*THE EXERCISE*. Extract every line of text from the data below and reproduce each one verbatim, in its original order.

□ □ □ □

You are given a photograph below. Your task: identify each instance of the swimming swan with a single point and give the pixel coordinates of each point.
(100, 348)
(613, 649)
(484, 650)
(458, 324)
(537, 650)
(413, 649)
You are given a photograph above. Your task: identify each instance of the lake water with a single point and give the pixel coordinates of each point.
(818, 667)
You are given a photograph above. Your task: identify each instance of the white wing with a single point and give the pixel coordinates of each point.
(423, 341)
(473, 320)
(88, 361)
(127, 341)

□ □ □ □

*CORRECT RESULT*.
You are given a photograph below. Your task: identify each instance of the swimming swan with a single point and give the pixel coordinates of each point.
(100, 348)
(613, 649)
(484, 650)
(458, 324)
(537, 650)
(413, 649)
You are given a photograph above. Your task: identify each instance of the lake water with a single point and give the pixel coordinates of each point.
(818, 667)
You are given a photograph above. Your task: identify each instance of the white wing with a single point and give the pixel coordinates of each point.
(423, 341)
(473, 320)
(88, 361)
(127, 341)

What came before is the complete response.